Okay, remember back in early March when everything was still normal? That was a short three and half months ago. We were looking forward to spring, the stock market was making history, Virginia basketball had a shot at pulling down its second national championship and the lacrosse team was on its way to another great season. People went to movies, ate at restaurants, went to church and hung out in bars.
Then a microbe snuck up on us and changed everything. We went from not even thinking about going out to cowering in our houses, scared to death about getting exposed to the virus. If you went out and happened to run into droplets, you could be looking at being put in a coma and having a tube shoved down your throat. Going on a ventilator for three weeks is not what you call a party.
So for the longest time we stayed home, only venturing out a couple times to get groceries or go to Lowe’s, always wearing our masks and carefully dodging around fellow shoppers to maintain distance, always dreading that someone would cough up a cloud of droplets that would put us in the ICU. Strange phrases like “social distancing” and “sheltering at home” cropped up in our conversation and grocery stores put circles and marks on their floors to remind you to stay six feet apart.
We’d been to Lowe’s a couple times as well as the Giant and Wegman’s, wearing our masks and dodging around fellow shoppers to maintain distance, but always fearing some shopper would cough up the haze of droplets that would give us the dread disease.
We hadn’t considered going to a restaurant since that could be like putting your life on the line. Only picking up lunch at Bodo’s or dinner at Orzo or Public through the car window.
But after two months, sick of being cooped up like caged animals, we decided to take a walk on the Downtown Mall and see if we could find a restaurant that would seat us outside.
No such luck, it was Father’s Day and the best we could do was a table inside at Hamilton’s. “We’ll take it,” I said, knowing that we could be signing our death warrants.
“I’m not sure we should be eating inside,” my wife said.
“C’mon,” I joked, “this is a restaurant, not a gas chamber,” trying to make light of the situation.
Taking off our masks, we sat down at the table with a bit of trepidation—in the back of our minds was the question: would we recall this experience as the one that finally deported us to the ICU?

**Goal of the exercise:**
Copy the essay about the pandemic word for word, starting at "We’d been to" and ending at "the dread disease.". The rows that come next are separate material, unrelated to this text.

**Information:**
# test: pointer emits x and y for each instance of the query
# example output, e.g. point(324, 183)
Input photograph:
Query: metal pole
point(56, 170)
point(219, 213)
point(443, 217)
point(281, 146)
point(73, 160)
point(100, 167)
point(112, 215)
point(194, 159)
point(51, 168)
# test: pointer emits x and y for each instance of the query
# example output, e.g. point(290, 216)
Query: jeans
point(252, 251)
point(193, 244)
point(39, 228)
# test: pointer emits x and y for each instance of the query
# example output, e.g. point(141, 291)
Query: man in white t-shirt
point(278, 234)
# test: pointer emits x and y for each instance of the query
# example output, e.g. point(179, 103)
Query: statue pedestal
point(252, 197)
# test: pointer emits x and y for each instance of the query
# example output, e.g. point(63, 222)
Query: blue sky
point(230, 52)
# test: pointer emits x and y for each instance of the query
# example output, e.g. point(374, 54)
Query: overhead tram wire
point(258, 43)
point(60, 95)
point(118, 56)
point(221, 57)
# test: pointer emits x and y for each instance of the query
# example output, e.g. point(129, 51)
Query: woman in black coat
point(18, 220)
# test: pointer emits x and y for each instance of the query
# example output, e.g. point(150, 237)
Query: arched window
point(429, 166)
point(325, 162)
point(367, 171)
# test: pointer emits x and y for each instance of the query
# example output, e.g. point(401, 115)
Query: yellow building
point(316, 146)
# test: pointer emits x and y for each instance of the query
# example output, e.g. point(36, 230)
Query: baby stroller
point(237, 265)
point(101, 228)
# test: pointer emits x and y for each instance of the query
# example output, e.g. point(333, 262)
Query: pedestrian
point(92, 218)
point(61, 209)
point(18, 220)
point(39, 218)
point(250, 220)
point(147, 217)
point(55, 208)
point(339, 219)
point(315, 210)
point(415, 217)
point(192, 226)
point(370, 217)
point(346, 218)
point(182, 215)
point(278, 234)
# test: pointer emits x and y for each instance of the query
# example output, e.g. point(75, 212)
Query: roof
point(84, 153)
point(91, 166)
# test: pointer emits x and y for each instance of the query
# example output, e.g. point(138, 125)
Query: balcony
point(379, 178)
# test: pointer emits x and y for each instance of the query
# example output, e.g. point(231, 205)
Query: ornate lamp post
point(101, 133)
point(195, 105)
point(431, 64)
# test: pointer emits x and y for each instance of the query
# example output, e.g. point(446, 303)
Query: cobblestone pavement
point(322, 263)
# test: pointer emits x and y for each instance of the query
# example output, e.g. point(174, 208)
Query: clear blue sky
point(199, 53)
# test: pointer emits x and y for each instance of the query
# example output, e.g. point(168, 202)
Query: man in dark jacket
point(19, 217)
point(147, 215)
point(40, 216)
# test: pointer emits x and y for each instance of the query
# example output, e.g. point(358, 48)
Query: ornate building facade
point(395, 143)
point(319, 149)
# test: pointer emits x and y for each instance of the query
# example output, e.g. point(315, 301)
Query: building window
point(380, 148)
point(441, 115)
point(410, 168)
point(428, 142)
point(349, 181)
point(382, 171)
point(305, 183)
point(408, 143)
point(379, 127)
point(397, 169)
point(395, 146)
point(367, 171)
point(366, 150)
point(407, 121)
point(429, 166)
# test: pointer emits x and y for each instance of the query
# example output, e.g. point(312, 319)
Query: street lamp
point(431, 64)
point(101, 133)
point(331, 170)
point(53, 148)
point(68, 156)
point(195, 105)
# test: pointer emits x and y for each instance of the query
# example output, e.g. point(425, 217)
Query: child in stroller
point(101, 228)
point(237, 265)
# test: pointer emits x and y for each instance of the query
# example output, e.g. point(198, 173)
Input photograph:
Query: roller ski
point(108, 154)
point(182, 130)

**Response for this exercise:**
We’d been to Lowe’s a couple times as well as the Giant and Wegman’s, wearing our masks and dodging around fellow shoppers to maintain distance, but always fearing some shopper would cough up the haze of droplets that would give us the dread disease.